Stored data entries:

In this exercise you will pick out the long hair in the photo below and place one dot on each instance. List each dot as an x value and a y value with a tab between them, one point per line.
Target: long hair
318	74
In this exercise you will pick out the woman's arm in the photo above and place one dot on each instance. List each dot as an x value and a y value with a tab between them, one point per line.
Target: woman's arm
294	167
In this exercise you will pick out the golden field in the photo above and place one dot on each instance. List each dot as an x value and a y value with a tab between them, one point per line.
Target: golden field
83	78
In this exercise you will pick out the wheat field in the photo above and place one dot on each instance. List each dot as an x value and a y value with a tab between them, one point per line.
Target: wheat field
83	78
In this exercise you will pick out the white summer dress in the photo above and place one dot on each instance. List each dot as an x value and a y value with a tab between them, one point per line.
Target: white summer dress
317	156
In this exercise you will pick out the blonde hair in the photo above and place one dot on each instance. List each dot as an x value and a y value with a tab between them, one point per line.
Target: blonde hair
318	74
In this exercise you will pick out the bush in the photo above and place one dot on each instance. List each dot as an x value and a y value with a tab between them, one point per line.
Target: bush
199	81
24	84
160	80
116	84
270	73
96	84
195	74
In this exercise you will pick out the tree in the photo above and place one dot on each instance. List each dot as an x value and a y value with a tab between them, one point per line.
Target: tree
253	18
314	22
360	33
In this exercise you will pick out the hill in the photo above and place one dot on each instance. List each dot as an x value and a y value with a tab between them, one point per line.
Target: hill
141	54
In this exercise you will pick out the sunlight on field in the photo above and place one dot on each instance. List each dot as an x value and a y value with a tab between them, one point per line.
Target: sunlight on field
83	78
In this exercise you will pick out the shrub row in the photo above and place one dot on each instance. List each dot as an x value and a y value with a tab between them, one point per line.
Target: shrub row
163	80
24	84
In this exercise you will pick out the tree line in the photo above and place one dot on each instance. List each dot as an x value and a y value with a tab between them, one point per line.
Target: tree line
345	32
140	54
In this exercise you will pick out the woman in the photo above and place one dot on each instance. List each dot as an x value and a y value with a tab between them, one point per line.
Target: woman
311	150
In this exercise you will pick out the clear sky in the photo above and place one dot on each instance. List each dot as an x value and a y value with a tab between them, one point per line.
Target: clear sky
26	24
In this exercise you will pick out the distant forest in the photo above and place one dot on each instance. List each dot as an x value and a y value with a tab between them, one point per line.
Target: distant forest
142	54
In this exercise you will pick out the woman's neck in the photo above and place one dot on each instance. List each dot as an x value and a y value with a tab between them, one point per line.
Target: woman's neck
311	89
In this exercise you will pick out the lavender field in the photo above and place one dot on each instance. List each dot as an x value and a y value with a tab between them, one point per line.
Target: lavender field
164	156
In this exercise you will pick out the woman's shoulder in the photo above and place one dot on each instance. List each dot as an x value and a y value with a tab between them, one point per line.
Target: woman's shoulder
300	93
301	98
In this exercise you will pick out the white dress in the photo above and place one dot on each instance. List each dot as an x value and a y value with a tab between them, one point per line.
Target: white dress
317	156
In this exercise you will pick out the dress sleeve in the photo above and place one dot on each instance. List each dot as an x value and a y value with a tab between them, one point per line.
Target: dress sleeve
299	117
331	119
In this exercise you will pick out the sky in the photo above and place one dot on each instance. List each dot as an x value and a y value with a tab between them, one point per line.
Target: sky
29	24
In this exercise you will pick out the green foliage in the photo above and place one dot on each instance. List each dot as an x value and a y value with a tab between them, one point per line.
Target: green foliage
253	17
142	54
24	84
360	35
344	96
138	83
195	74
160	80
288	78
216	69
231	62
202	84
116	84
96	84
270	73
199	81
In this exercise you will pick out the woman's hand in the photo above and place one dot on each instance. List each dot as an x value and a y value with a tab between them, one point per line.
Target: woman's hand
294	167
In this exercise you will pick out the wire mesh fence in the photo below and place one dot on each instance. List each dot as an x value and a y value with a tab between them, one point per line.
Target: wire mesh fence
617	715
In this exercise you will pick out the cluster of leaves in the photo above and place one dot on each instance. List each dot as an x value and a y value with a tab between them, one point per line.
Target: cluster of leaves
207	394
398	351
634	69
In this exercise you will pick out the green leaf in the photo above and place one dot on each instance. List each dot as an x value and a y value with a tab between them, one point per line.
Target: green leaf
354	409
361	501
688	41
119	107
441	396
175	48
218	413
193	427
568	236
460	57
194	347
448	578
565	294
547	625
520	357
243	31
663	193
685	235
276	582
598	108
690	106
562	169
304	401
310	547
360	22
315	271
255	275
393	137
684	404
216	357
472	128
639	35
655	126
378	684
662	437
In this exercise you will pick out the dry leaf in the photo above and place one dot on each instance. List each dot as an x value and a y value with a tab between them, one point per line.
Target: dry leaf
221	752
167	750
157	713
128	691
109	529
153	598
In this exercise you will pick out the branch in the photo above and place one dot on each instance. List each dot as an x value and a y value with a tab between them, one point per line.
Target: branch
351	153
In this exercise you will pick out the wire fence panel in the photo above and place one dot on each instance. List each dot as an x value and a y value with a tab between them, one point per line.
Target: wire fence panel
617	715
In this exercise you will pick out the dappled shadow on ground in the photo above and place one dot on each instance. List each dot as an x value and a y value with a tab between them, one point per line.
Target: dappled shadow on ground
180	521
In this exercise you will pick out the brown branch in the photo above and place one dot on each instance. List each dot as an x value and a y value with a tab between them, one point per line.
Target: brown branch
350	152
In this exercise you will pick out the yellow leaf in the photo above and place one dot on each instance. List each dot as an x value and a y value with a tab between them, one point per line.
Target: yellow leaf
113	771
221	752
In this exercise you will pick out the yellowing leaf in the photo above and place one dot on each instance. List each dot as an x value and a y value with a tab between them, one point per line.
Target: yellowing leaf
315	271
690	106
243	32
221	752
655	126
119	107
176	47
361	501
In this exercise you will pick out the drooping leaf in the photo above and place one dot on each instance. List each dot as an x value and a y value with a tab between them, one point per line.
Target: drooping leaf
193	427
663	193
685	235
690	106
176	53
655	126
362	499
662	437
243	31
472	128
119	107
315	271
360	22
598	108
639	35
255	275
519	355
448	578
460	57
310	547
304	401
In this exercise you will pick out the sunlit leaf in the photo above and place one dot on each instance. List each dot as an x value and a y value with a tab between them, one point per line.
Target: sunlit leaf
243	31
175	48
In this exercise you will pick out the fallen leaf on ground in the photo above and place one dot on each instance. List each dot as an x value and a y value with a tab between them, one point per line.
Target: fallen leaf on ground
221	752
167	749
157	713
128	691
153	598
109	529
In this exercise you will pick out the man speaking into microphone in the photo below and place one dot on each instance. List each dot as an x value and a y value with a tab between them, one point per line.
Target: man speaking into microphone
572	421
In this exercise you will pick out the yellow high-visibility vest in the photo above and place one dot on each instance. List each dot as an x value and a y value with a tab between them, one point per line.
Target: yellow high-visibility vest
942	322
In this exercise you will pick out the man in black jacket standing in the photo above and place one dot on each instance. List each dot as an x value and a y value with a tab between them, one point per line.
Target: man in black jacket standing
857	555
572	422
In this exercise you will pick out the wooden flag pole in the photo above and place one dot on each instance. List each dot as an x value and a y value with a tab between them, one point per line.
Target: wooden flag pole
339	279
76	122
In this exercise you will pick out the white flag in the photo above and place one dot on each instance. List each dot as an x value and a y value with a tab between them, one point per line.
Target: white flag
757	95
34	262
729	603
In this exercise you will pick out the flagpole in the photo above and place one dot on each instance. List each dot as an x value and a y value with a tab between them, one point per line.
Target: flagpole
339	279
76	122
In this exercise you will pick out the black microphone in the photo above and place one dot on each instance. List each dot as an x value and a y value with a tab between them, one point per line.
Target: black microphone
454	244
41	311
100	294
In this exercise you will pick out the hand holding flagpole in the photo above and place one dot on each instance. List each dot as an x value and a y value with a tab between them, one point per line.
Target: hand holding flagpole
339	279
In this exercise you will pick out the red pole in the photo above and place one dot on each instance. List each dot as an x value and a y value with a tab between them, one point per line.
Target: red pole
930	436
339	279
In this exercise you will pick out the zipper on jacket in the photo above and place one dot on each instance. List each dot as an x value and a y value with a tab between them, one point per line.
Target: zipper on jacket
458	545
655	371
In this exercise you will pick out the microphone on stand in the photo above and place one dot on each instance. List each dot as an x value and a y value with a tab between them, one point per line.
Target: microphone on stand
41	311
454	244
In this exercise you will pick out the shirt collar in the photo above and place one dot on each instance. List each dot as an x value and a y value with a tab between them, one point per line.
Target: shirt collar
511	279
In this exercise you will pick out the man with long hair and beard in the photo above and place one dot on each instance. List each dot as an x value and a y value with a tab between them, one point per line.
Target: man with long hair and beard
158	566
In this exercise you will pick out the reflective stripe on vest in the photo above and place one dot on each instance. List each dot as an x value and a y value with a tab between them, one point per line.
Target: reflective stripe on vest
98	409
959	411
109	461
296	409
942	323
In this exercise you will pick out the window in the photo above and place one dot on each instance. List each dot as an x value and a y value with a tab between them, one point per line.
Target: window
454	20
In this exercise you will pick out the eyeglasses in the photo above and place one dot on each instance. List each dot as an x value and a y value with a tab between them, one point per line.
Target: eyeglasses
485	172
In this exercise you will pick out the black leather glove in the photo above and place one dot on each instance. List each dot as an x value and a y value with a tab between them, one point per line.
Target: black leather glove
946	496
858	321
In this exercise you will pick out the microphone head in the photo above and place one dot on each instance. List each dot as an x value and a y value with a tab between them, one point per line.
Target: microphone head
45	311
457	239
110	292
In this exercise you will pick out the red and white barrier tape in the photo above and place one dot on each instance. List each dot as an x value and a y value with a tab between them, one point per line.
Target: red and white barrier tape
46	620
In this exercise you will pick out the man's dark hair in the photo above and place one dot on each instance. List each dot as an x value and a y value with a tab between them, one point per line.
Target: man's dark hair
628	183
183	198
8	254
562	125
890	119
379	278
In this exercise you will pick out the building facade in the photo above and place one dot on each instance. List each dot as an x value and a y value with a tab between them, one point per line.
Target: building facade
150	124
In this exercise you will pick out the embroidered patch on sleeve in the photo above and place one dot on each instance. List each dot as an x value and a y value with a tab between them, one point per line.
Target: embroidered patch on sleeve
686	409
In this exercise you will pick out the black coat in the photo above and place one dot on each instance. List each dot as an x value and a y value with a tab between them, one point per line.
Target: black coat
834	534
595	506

- What to produce -
Your answer should consist only of the lines above between the line holding "In this exercise you will pick out the dress" and the line holding "In this exercise you will pick out the green leaf", inclusive, each transcribed exactly.

- Output for this task -
In this exercise you will pick out the dress sleeve in the photo above and place one dot on each instance. List each dot as an x value and a y value with a tab between them, one point per line.
Target: dress sleeve
299	117
331	119
In this exercise you will pick out the sky in the photo above and place one dot on each instance. List each dot as an x value and a y value with a tab between them, one point per line.
Target: sky
29	24
In this exercise you will pick out the green foliage in the photo above and place one dot on each instance. List each dot as an x value and a y value with a tab between them, one point per line.
Target: green foliage
253	17
142	54
24	84
360	35
344	96
138	83
195	74
160	80
288	78
216	69
231	62
202	84
116	84
96	84
270	73
199	81
In this exercise you will pick out the woman's hand in the photo above and place one dot on each instance. List each dot as an x value and a y value with a tab between them, one point per line.
Target: woman's hand
294	167
In this exercise you will pick out the wire mesh fence in the photo below and place one dot on each instance. List each dot as an x value and a y value with a tab between them, one point per line.
Target: wire mesh fence
617	715
In this exercise you will pick out the cluster of leaves in the photo above and place one dot on each instance. List each dot as an x value and a y value with a tab between them, one point per line.
Target: cluster of leaves
207	394
398	351
634	69
In this exercise you will pick out the green leaf in the photo above and place one dot on each instance. List each dot as an x value and a y value with a tab between them, one point per line.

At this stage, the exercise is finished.